## CONSIGNE
Recopiez sans rien changer les lignes des entrées, à partir de celle qui contient « Every instance of the building facade gets » et jusqu'à la fin des entrées.

## DONNÉES EXTRAITES
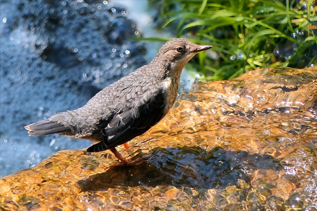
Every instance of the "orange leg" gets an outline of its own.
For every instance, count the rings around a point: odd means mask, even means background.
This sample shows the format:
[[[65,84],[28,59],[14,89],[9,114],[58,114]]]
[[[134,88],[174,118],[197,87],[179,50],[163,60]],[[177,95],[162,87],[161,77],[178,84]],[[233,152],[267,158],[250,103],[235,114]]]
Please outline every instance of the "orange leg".
[[[109,149],[111,151],[111,152],[112,152],[115,155],[115,156],[116,156],[117,158],[118,158],[121,161],[126,162],[126,160],[125,160],[125,159],[124,159],[123,157],[121,156],[121,155],[120,154],[120,152],[118,152],[118,151],[114,147],[113,148]]]
[[[124,146],[124,148],[126,148],[126,149],[128,149],[130,148],[130,146],[126,142],[123,144],[123,146]]]

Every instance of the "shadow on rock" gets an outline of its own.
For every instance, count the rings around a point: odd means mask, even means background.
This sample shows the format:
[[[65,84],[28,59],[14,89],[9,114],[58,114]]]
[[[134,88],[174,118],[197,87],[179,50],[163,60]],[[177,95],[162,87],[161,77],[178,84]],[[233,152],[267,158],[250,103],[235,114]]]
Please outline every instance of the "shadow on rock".
[[[215,148],[208,152],[199,147],[153,149],[149,157],[139,153],[126,164],[78,181],[83,191],[106,190],[123,185],[172,185],[209,189],[237,185],[238,179],[249,183],[259,169],[278,171],[280,160],[267,155]]]

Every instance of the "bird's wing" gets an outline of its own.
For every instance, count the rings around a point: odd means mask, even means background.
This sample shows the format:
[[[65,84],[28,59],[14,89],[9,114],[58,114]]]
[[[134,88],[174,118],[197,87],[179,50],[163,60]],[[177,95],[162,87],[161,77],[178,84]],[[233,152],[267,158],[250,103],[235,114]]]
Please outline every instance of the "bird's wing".
[[[163,117],[165,105],[164,94],[160,91],[137,109],[116,114],[103,130],[104,141],[90,147],[87,151],[106,150],[142,134]]]

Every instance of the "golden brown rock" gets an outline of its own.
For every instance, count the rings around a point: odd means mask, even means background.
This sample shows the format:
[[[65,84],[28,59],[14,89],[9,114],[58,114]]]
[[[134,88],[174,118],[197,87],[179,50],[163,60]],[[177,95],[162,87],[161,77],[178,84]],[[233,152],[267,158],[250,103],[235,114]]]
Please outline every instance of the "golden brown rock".
[[[315,210],[316,101],[314,67],[198,82],[120,148],[127,164],[59,151],[2,178],[1,208]]]

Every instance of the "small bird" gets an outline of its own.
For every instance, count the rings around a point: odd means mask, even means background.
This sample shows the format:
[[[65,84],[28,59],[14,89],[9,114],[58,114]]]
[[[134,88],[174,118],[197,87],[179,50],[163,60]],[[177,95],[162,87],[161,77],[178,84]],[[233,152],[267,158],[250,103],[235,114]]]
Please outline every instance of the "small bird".
[[[29,136],[52,134],[98,142],[88,152],[115,148],[139,136],[157,123],[176,99],[181,73],[197,53],[211,48],[185,39],[167,42],[153,60],[109,85],[83,107],[57,113],[25,127]]]

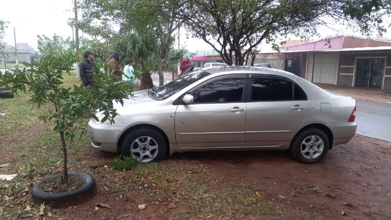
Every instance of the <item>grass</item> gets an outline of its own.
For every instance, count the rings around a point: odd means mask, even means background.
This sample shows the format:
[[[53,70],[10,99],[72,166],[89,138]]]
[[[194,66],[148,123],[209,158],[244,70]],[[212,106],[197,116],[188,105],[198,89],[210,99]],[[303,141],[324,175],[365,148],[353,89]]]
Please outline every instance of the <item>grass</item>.
[[[7,63],[7,68],[14,68],[16,66],[16,63]],[[19,67],[22,67],[23,66],[23,65],[21,63],[19,63],[19,65],[18,65],[18,66]],[[4,62],[0,62],[0,68],[3,68],[5,67],[6,65],[4,64]]]
[[[137,165],[137,162],[132,157],[116,157],[111,161],[111,166],[117,170],[131,170]]]

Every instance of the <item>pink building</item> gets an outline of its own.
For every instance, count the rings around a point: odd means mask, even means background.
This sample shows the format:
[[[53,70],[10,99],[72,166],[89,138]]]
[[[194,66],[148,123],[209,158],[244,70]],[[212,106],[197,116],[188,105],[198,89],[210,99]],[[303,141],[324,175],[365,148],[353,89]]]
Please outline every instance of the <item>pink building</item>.
[[[341,35],[281,53],[285,70],[313,83],[391,89],[391,42]]]

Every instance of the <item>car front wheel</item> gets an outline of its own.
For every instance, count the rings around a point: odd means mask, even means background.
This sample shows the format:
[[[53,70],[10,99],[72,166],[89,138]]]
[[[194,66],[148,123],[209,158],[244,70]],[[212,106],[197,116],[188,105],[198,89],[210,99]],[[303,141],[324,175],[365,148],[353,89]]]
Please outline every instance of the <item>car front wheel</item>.
[[[122,142],[123,156],[132,156],[140,163],[157,162],[164,158],[167,144],[159,131],[141,128],[129,133]]]
[[[298,161],[312,164],[324,157],[330,147],[329,143],[329,138],[323,131],[310,128],[298,134],[292,142],[290,151]]]

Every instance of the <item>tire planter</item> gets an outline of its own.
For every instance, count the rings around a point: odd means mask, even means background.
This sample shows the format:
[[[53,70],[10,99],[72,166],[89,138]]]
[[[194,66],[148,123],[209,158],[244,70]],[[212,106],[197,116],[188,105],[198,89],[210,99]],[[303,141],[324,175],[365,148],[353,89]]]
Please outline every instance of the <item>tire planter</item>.
[[[32,200],[38,204],[45,203],[46,205],[66,207],[76,205],[89,200],[95,195],[96,185],[95,179],[87,173],[71,173],[69,177],[74,177],[84,179],[84,185],[80,188],[65,193],[47,193],[43,191],[44,184],[56,178],[60,178],[62,174],[56,175],[46,178],[37,183],[31,190]]]

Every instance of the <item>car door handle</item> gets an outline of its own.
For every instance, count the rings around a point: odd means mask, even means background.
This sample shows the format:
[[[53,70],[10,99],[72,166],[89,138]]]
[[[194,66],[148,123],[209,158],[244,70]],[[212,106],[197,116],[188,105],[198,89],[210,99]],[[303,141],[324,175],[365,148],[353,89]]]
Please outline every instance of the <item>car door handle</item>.
[[[292,109],[294,110],[300,110],[302,109],[306,109],[306,107],[304,106],[301,106],[300,105],[297,104],[293,107],[290,107],[290,109]]]
[[[239,108],[239,107],[234,107],[233,108],[230,109],[230,112],[243,112],[244,108]]]

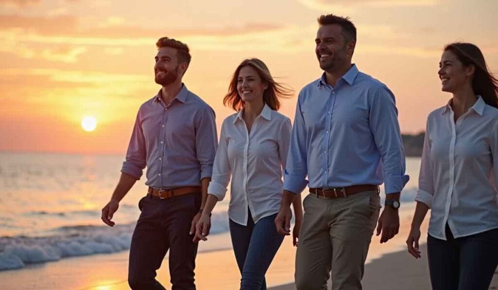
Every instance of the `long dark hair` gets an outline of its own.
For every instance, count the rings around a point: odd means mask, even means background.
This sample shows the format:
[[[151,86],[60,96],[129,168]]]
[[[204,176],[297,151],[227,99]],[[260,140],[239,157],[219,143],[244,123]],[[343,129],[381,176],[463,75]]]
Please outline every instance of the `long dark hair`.
[[[498,79],[490,72],[479,48],[472,43],[455,42],[446,45],[444,50],[454,53],[464,66],[475,67],[472,79],[474,94],[481,96],[488,105],[498,108]]]
[[[257,58],[245,59],[239,65],[230,81],[228,93],[223,98],[223,104],[230,106],[239,111],[244,107],[245,103],[237,92],[237,79],[241,69],[249,66],[257,72],[263,83],[268,84],[268,88],[263,93],[263,101],[272,110],[278,111],[280,106],[279,98],[286,98],[292,96],[294,92],[287,86],[277,83],[273,80],[268,67],[261,60]]]

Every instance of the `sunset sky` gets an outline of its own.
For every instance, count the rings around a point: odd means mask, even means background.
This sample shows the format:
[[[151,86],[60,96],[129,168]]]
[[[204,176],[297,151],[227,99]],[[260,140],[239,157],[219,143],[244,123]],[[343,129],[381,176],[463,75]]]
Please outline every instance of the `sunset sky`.
[[[139,106],[160,88],[161,36],[190,47],[184,82],[219,125],[244,58],[260,58],[297,95],[321,73],[316,18],[329,13],[357,26],[353,62],[393,91],[403,132],[423,130],[451,97],[436,74],[445,44],[477,44],[498,72],[496,0],[0,0],[0,150],[124,154]],[[282,109],[293,119],[296,99]]]

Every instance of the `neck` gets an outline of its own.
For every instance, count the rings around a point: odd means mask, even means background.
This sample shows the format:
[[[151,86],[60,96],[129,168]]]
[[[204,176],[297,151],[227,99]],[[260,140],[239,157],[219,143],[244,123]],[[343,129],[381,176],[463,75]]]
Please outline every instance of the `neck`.
[[[163,86],[161,89],[161,98],[162,101],[165,104],[169,103],[181,90],[181,80],[175,81],[167,86]]]
[[[470,85],[466,85],[458,91],[453,92],[453,98],[451,101],[451,106],[454,111],[459,111],[462,113],[467,111],[469,108],[474,105],[477,100],[477,97]]]
[[[257,100],[246,102],[246,103],[244,104],[243,117],[245,120],[254,120],[261,113],[264,106],[264,102],[263,101],[262,98]]]
[[[350,69],[351,69],[351,62],[347,62],[342,66],[340,68],[338,68],[333,71],[325,71],[325,79],[327,84],[332,87],[335,87],[337,84],[337,81],[342,78]]]

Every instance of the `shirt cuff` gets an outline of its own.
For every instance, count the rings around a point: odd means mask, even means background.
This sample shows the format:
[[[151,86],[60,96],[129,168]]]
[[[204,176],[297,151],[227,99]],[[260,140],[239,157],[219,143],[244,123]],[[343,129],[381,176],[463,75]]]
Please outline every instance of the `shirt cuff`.
[[[127,174],[136,180],[140,180],[140,178],[141,177],[143,171],[133,163],[124,161],[123,162],[123,167],[121,168],[121,172]]]
[[[201,180],[204,178],[211,178],[213,175],[213,165],[207,165],[201,169]]]
[[[283,189],[294,193],[300,193],[308,186],[308,181],[300,175],[284,173]]]
[[[410,177],[406,175],[386,177],[384,182],[385,194],[400,193],[409,180]]]
[[[415,195],[416,201],[425,203],[429,208],[432,206],[433,198],[434,198],[434,196],[432,194],[420,189],[417,191],[417,194]]]
[[[218,201],[221,201],[225,198],[227,193],[227,188],[216,182],[211,181],[208,187],[208,194],[216,196]]]

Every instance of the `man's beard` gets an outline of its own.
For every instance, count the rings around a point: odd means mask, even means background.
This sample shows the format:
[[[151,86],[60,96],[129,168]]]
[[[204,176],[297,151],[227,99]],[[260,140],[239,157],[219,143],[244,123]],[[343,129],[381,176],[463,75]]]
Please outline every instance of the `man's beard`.
[[[168,73],[165,74],[162,77],[159,78],[156,75],[155,82],[163,87],[174,83],[178,78],[178,67],[179,66],[176,66],[176,68],[174,69],[168,71]]]

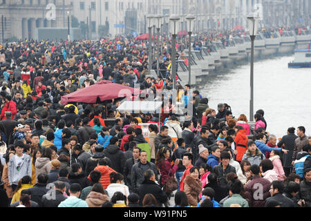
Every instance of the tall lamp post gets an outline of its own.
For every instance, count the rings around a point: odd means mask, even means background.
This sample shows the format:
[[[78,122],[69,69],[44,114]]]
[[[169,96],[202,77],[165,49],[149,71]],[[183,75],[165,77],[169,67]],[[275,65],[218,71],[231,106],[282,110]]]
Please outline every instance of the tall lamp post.
[[[68,17],[68,40],[70,40],[70,19],[69,19],[69,11],[67,12]]]
[[[157,28],[157,75],[160,76],[160,45],[159,45],[159,37],[160,37],[160,30],[161,29],[162,25],[162,18],[161,15],[157,15],[155,16],[156,18],[156,26]]]
[[[161,47],[160,47],[160,55],[162,55],[162,50],[163,50],[163,32],[164,32],[164,16],[162,16],[161,19]]]
[[[196,17],[193,15],[188,15],[186,17],[187,20],[187,30],[188,31],[189,35],[189,52],[188,52],[188,70],[189,70],[189,76],[188,76],[188,84],[191,85],[191,64],[190,62],[191,54],[191,35],[194,31],[194,20]]]
[[[173,15],[169,17],[171,21],[171,78],[173,79],[173,94],[176,87],[176,37],[178,34],[178,21],[180,17]]]
[[[248,29],[249,30],[249,37],[252,41],[250,71],[251,96],[249,101],[249,120],[251,122],[254,122],[254,48],[256,35],[258,32],[258,17],[254,17],[254,15],[247,16]]]
[[[151,35],[152,35],[152,27],[153,26],[153,15],[147,15],[147,25],[149,31],[149,40],[148,40],[148,72],[149,76],[151,75],[151,66],[152,66],[152,48],[151,48]]]

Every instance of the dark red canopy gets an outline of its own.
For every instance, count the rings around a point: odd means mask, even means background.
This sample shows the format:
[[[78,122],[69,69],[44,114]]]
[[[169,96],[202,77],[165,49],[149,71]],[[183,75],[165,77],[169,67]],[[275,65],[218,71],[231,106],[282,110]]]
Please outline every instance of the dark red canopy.
[[[95,104],[97,97],[100,98],[101,102],[104,102],[140,93],[140,90],[134,90],[133,88],[112,83],[109,81],[102,81],[62,97],[61,103],[63,105],[66,105],[70,102]]]
[[[149,34],[144,33],[142,35],[140,35],[135,38],[135,40],[148,40],[149,39]],[[151,39],[153,39],[153,35],[151,35]],[[158,39],[158,37],[156,36],[156,39]]]
[[[244,27],[238,25],[238,26],[234,27],[232,30],[244,30],[244,29],[245,29]]]

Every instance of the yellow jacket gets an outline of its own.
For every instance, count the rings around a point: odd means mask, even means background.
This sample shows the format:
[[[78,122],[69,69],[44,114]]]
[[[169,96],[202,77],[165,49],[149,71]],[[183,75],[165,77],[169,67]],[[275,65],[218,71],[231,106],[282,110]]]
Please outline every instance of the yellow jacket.
[[[70,107],[70,106],[73,106],[75,107],[75,113],[76,115],[77,115],[78,113],[79,113],[79,110],[77,109],[77,108],[75,105],[70,104],[67,104],[67,105],[65,106],[64,107],[65,107],[65,108],[68,108],[68,107]]]
[[[119,201],[117,201],[117,203],[115,203],[113,205],[113,207],[126,207],[126,205],[125,203],[122,201],[122,202],[118,202]]]
[[[27,86],[26,84],[21,84],[21,88],[23,88],[23,98],[26,98],[27,97],[27,94],[28,93],[32,93],[30,86],[28,85]]]
[[[21,187],[20,189],[18,190],[17,192],[14,193],[13,197],[12,198],[11,204],[15,203],[15,202],[19,202],[19,198],[21,198],[21,192],[23,189],[29,189],[30,187],[32,187],[32,185],[31,184],[21,184]]]
[[[138,124],[142,124],[142,118],[138,117],[134,117],[134,118],[137,119],[137,120],[138,121]]]
[[[36,184],[36,167],[32,164],[33,157],[31,158],[31,183],[32,185]]]

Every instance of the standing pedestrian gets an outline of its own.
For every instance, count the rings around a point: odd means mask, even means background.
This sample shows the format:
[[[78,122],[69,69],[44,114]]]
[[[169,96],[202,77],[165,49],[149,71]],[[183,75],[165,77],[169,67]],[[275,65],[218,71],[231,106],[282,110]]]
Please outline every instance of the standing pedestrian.
[[[288,176],[292,171],[292,155],[294,153],[294,142],[296,138],[298,138],[298,137],[295,135],[295,128],[294,127],[290,127],[288,129],[288,134],[283,136],[282,139],[277,144],[279,147],[283,147],[284,149],[288,150],[288,154],[283,155],[283,169],[285,176]]]
[[[190,169],[190,174],[185,179],[185,193],[188,198],[189,206],[196,206],[200,201],[199,195],[202,192],[202,182],[198,178],[199,169],[196,166]]]
[[[15,144],[16,154],[8,162],[8,181],[13,191],[17,187],[20,179],[26,175],[31,177],[32,175],[31,158],[30,155],[23,153],[23,143],[17,142]]]

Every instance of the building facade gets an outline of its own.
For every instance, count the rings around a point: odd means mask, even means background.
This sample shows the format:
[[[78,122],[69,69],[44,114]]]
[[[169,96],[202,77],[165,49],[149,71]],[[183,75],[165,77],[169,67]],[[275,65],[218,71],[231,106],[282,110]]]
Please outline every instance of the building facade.
[[[73,15],[86,38],[142,33],[146,0],[71,0]],[[134,35],[135,35],[134,33]]]
[[[35,39],[36,28],[66,28],[68,11],[69,0],[0,0],[4,39]]]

## RÉPONSE
Every instance of the building facade gets an outline of its own.
For every instance, count the rings around a point: odd means mask, even means background.
This sample shows the format:
[[[78,122],[69,69],[44,114]]]
[[[169,96],[202,77],[165,49],[149,71]],[[183,75],[165,77],[169,67]],[[275,65],[218,71],[231,106],[282,110]]]
Please outline every instance of the building facade.
[[[73,15],[86,38],[142,33],[146,0],[71,0]],[[134,35],[135,35],[134,33]]]
[[[35,39],[36,28],[66,28],[68,11],[69,0],[0,0],[4,39]]]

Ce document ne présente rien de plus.